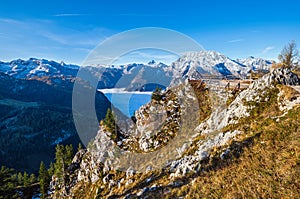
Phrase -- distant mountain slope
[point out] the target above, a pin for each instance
(34, 117)
(248, 146)
(192, 65)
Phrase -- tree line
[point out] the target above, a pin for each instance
(16, 184)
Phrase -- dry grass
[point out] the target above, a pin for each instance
(270, 168)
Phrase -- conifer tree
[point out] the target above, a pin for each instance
(26, 179)
(289, 55)
(79, 147)
(59, 162)
(43, 180)
(69, 154)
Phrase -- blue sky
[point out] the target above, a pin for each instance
(69, 30)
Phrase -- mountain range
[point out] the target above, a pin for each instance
(36, 97)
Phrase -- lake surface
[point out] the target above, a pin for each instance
(127, 102)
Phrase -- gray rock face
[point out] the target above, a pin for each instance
(222, 117)
(90, 165)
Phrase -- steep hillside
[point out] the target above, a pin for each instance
(34, 117)
(239, 148)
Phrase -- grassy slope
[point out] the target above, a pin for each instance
(268, 168)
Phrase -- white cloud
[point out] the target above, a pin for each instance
(267, 49)
(68, 15)
(235, 40)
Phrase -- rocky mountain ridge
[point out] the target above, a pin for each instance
(216, 138)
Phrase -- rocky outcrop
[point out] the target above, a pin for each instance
(208, 140)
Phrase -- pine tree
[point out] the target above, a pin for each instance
(69, 154)
(26, 179)
(43, 180)
(7, 183)
(79, 147)
(289, 55)
(20, 178)
(51, 169)
(32, 178)
(59, 161)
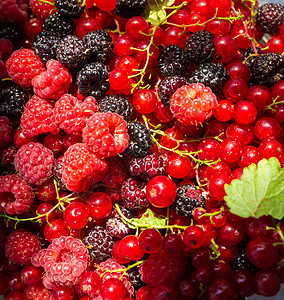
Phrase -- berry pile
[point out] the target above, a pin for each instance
(141, 149)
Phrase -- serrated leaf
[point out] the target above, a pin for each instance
(149, 219)
(156, 12)
(259, 192)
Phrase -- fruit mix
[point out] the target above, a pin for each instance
(141, 148)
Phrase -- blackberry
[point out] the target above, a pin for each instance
(12, 102)
(45, 45)
(116, 104)
(269, 17)
(200, 47)
(213, 75)
(168, 86)
(59, 23)
(101, 45)
(140, 141)
(242, 262)
(130, 8)
(188, 198)
(71, 52)
(92, 80)
(70, 8)
(99, 242)
(267, 69)
(174, 60)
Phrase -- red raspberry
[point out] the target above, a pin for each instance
(6, 132)
(71, 114)
(82, 168)
(20, 246)
(193, 104)
(34, 163)
(23, 66)
(106, 134)
(38, 117)
(64, 261)
(23, 195)
(52, 83)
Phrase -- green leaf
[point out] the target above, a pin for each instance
(156, 12)
(148, 219)
(259, 192)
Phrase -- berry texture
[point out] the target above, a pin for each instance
(34, 163)
(23, 66)
(20, 246)
(64, 261)
(23, 195)
(193, 104)
(82, 168)
(106, 134)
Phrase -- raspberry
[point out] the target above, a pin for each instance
(82, 168)
(22, 195)
(64, 261)
(20, 246)
(174, 60)
(193, 104)
(71, 114)
(52, 83)
(6, 132)
(23, 66)
(106, 134)
(99, 242)
(133, 194)
(34, 163)
(38, 117)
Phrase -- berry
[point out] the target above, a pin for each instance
(140, 142)
(34, 163)
(52, 83)
(101, 45)
(200, 47)
(99, 242)
(92, 80)
(20, 246)
(82, 168)
(188, 199)
(23, 66)
(64, 253)
(174, 60)
(118, 104)
(193, 104)
(23, 195)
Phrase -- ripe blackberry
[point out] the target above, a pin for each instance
(71, 52)
(101, 45)
(168, 86)
(92, 80)
(59, 23)
(213, 75)
(200, 47)
(99, 242)
(269, 17)
(130, 8)
(174, 60)
(12, 101)
(70, 8)
(140, 141)
(188, 198)
(116, 104)
(267, 69)
(45, 44)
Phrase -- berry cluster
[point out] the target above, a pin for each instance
(141, 149)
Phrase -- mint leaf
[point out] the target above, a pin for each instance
(148, 219)
(259, 192)
(156, 10)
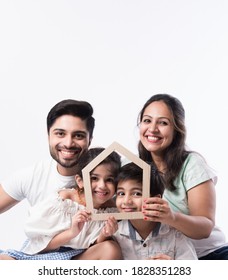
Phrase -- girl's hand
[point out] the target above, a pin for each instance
(78, 221)
(157, 209)
(110, 227)
(160, 257)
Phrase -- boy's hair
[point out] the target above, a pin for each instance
(131, 171)
(76, 108)
(114, 159)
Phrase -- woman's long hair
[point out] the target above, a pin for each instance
(176, 153)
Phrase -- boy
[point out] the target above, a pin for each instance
(142, 239)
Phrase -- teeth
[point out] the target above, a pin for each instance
(153, 138)
(67, 152)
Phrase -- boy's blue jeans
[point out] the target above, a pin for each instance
(220, 254)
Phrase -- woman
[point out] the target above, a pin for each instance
(188, 203)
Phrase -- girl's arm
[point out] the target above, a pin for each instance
(64, 237)
(200, 221)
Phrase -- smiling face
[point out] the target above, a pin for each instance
(129, 196)
(102, 184)
(68, 139)
(156, 128)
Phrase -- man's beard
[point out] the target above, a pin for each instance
(66, 163)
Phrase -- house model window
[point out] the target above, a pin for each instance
(131, 158)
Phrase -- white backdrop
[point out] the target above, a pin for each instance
(114, 54)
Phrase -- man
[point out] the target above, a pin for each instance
(70, 126)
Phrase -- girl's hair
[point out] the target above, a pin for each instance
(176, 153)
(131, 171)
(114, 159)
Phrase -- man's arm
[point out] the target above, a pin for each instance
(6, 201)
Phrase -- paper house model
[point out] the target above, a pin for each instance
(95, 162)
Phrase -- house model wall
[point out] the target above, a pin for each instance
(95, 162)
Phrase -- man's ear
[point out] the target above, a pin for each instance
(79, 181)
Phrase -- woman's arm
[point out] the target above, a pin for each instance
(200, 221)
(6, 201)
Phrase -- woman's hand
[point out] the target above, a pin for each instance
(157, 209)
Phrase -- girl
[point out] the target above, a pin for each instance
(61, 221)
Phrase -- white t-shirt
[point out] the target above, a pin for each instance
(36, 182)
(52, 216)
(194, 172)
(162, 240)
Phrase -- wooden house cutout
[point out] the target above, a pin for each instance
(95, 162)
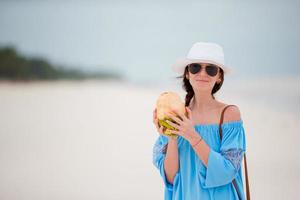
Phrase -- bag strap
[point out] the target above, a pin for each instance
(245, 161)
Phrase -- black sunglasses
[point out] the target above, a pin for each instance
(211, 70)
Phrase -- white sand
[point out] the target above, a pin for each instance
(93, 140)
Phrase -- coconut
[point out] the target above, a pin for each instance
(169, 103)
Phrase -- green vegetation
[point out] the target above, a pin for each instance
(14, 66)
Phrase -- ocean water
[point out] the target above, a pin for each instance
(94, 139)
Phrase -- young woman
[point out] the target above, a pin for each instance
(198, 163)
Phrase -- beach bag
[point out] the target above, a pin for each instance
(245, 161)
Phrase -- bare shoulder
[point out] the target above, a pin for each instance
(232, 113)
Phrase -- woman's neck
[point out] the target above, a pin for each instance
(202, 102)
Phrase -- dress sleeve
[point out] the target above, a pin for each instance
(158, 159)
(223, 166)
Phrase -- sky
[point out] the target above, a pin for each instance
(142, 39)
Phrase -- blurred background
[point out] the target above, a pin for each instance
(79, 81)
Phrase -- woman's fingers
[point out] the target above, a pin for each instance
(173, 124)
(176, 119)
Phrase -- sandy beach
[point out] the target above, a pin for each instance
(93, 139)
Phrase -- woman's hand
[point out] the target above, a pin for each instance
(185, 125)
(160, 129)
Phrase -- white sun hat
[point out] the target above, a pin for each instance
(202, 52)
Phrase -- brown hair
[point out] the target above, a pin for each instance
(190, 92)
(189, 89)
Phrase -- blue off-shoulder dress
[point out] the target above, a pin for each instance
(196, 181)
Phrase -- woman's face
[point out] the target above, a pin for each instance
(201, 80)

· · · ·

**Your task:**
Copy out the data starting with the line that contains "Phrase -- brown hair" and going on through the last line of the data, keeping every line, but shift each coordinate value in the points up by 83.

**Written reply:**
Phrase -- brown hair
[point out] the target above, a pin for each instance
(273, 175)
(272, 172)
Phrase -- blue off-shoulder dress
[point out] the target above, a pin for each instance
(279, 264)
Phrase -- woman's face
[point out] the target above, a pin for each instance
(284, 163)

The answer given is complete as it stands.